TASK PROMPT: Rewrite the data below with every "select_pixel" changed to "point_to" and nothing else altered.

(Entries from a pointing dataset)
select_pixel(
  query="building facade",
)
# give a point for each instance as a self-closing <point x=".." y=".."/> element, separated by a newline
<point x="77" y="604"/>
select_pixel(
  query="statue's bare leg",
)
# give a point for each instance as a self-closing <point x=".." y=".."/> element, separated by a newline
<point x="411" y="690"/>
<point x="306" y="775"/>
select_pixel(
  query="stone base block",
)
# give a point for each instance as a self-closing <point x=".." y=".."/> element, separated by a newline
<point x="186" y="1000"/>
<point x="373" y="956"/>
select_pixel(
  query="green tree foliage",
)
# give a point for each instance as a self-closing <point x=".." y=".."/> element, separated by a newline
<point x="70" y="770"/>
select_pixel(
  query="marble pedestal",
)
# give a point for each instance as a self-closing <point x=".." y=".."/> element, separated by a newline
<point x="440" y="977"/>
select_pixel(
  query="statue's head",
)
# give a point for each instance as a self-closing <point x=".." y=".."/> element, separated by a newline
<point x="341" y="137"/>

TASK OUTPUT:
point_to(
  query="building facade",
)
# give a point for each instance as a self-closing <point x=".." y=".."/> element, separated by a newline
<point x="77" y="604"/>
point_to(
  query="statue's bare leg",
)
# give a point for each instance as a self-closing <point x=".." y=".."/> element, separated by a newline
<point x="411" y="690"/>
<point x="306" y="775"/>
point_to(
  query="stone base block",
)
# give a point for each instance as a self-closing <point x=".." y=".."/> element, separated by a newline
<point x="186" y="1000"/>
<point x="373" y="956"/>
point_to(
  query="green tree foliage",
)
# give a point for each instance as a self-closing <point x=".." y=".."/> element, separated by a newline
<point x="70" y="770"/>
point_to(
  query="marble pedestal",
)
# give a point for each instance as a self-closing <point x=".." y=".."/> element, separated by a newline
<point x="440" y="977"/>
point_to(
  query="statue's head",
)
# give a point for each instance as a self-closing <point x=".." y=".."/> element, separated by a newline
<point x="341" y="137"/>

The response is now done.